Exercise goal = Reproduce the entries in full, with no changes.

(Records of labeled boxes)
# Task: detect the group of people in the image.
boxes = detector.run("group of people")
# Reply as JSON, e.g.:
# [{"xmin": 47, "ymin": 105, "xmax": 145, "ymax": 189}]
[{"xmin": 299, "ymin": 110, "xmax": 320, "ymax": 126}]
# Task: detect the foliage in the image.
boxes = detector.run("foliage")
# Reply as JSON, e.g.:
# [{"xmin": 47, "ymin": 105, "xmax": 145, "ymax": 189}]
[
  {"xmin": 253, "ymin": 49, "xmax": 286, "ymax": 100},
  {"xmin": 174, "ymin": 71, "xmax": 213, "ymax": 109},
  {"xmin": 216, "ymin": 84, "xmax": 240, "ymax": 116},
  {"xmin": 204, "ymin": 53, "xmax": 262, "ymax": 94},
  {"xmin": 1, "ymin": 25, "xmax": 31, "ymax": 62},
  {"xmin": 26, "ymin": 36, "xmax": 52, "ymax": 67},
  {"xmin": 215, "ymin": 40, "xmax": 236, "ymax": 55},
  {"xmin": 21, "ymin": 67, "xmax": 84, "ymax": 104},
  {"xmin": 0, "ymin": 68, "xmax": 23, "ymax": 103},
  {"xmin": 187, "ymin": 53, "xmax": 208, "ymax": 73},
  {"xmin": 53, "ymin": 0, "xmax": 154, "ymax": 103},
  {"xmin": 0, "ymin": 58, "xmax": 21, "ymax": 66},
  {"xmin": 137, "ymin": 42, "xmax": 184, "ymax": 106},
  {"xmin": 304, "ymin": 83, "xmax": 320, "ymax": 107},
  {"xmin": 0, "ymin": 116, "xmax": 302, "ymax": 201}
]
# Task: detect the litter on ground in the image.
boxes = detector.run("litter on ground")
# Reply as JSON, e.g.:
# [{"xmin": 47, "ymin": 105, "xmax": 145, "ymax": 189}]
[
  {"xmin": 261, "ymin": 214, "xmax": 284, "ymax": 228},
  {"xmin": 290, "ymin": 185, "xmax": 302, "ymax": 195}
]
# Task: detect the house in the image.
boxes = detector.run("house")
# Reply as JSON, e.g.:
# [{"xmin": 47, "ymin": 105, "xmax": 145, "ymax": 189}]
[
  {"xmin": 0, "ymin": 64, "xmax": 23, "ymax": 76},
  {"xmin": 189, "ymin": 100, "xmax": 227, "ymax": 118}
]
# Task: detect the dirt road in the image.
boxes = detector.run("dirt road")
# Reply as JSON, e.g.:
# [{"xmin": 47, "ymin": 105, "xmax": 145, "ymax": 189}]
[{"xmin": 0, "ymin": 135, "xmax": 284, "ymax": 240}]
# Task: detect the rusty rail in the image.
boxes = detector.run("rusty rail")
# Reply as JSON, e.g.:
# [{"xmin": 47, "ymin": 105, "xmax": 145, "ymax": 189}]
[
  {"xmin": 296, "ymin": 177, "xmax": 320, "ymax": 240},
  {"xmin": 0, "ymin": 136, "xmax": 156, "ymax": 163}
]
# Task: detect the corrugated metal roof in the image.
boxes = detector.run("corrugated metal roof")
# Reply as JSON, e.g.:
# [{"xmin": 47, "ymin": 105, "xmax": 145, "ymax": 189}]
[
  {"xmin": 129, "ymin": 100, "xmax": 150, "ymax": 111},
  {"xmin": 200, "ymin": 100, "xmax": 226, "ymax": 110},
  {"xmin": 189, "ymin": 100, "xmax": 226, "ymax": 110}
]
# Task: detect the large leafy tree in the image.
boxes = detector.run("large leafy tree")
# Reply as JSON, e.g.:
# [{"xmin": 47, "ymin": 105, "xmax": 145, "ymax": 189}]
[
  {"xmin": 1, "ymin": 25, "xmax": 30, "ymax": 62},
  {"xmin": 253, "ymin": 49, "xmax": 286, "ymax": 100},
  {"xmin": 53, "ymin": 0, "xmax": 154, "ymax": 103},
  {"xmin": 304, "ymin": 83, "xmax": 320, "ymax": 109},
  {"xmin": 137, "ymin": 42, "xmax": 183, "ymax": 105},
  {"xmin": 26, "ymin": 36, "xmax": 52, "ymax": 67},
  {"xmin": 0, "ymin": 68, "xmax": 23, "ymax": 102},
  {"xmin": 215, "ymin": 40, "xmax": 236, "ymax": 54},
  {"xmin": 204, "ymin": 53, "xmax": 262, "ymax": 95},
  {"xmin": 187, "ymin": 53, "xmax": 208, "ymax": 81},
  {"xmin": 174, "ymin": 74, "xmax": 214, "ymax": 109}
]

Reply =
# Task: detect the group of people in the image.
boxes = detector.run("group of people")
# Reply as JSON, e.g.:
# [{"xmin": 47, "ymin": 105, "xmax": 145, "ymax": 189}]
[{"xmin": 299, "ymin": 110, "xmax": 320, "ymax": 126}]
# Task: detect the foliage in the image.
boxes = detector.run("foliage")
# Reply as JSON, e.g.:
# [{"xmin": 47, "ymin": 105, "xmax": 145, "ymax": 189}]
[
  {"xmin": 253, "ymin": 49, "xmax": 286, "ymax": 100},
  {"xmin": 174, "ymin": 71, "xmax": 213, "ymax": 109},
  {"xmin": 216, "ymin": 84, "xmax": 240, "ymax": 116},
  {"xmin": 204, "ymin": 53, "xmax": 262, "ymax": 94},
  {"xmin": 1, "ymin": 25, "xmax": 31, "ymax": 62},
  {"xmin": 26, "ymin": 36, "xmax": 52, "ymax": 67},
  {"xmin": 215, "ymin": 40, "xmax": 236, "ymax": 55},
  {"xmin": 21, "ymin": 67, "xmax": 84, "ymax": 104},
  {"xmin": 0, "ymin": 68, "xmax": 23, "ymax": 103},
  {"xmin": 187, "ymin": 53, "xmax": 208, "ymax": 73},
  {"xmin": 53, "ymin": 0, "xmax": 154, "ymax": 103},
  {"xmin": 0, "ymin": 58, "xmax": 21, "ymax": 66},
  {"xmin": 137, "ymin": 42, "xmax": 184, "ymax": 106},
  {"xmin": 304, "ymin": 83, "xmax": 320, "ymax": 107},
  {"xmin": 0, "ymin": 116, "xmax": 302, "ymax": 201}
]
# Task: detect the litter on ground in the image.
boxes = detector.run("litter on ground")
# Reply as JSON, e.g.:
# [{"xmin": 47, "ymin": 105, "xmax": 145, "ymax": 189}]
[
  {"xmin": 261, "ymin": 214, "xmax": 284, "ymax": 228},
  {"xmin": 290, "ymin": 185, "xmax": 302, "ymax": 195}
]
# Task: detect the house in the image.
boxes = detector.run("house")
# Reply as JSON, e.g.:
# [{"xmin": 47, "ymin": 105, "xmax": 145, "ymax": 189}]
[
  {"xmin": 0, "ymin": 64, "xmax": 23, "ymax": 76},
  {"xmin": 189, "ymin": 100, "xmax": 227, "ymax": 118}
]
# Task: detect the dirt road in the image.
boxes = detector.run("dirt road")
# Reply as JSON, e.g.:
# [{"xmin": 47, "ymin": 105, "xmax": 145, "ymax": 189}]
[{"xmin": 0, "ymin": 135, "xmax": 284, "ymax": 240}]
# Task: detect the rusty rail in the image.
boxes = detector.run("rusty rail")
# Reply as JSON, e.g.:
# [{"xmin": 47, "ymin": 105, "xmax": 145, "ymax": 189}]
[
  {"xmin": 296, "ymin": 177, "xmax": 320, "ymax": 240},
  {"xmin": 0, "ymin": 136, "xmax": 156, "ymax": 163}
]
# Task: detect the corrugated metal roof in the image.
boxes = detector.run("corrugated metal roof")
# Reply as JSON, e.g.:
# [{"xmin": 47, "ymin": 105, "xmax": 145, "ymax": 189}]
[
  {"xmin": 129, "ymin": 100, "xmax": 150, "ymax": 111},
  {"xmin": 200, "ymin": 100, "xmax": 226, "ymax": 110},
  {"xmin": 189, "ymin": 100, "xmax": 226, "ymax": 110}
]
# Task: detect the large leafy tree in the image.
boxes = detector.run("large leafy tree")
# Reply as JSON, e.g.:
# [{"xmin": 47, "ymin": 105, "xmax": 145, "ymax": 189}]
[
  {"xmin": 1, "ymin": 25, "xmax": 30, "ymax": 62},
  {"xmin": 253, "ymin": 49, "xmax": 286, "ymax": 100},
  {"xmin": 53, "ymin": 0, "xmax": 154, "ymax": 103},
  {"xmin": 304, "ymin": 83, "xmax": 320, "ymax": 109},
  {"xmin": 137, "ymin": 42, "xmax": 183, "ymax": 105},
  {"xmin": 26, "ymin": 36, "xmax": 52, "ymax": 67},
  {"xmin": 0, "ymin": 68, "xmax": 23, "ymax": 102},
  {"xmin": 215, "ymin": 40, "xmax": 236, "ymax": 54},
  {"xmin": 204, "ymin": 53, "xmax": 262, "ymax": 95},
  {"xmin": 187, "ymin": 53, "xmax": 208, "ymax": 81},
  {"xmin": 174, "ymin": 74, "xmax": 214, "ymax": 109}
]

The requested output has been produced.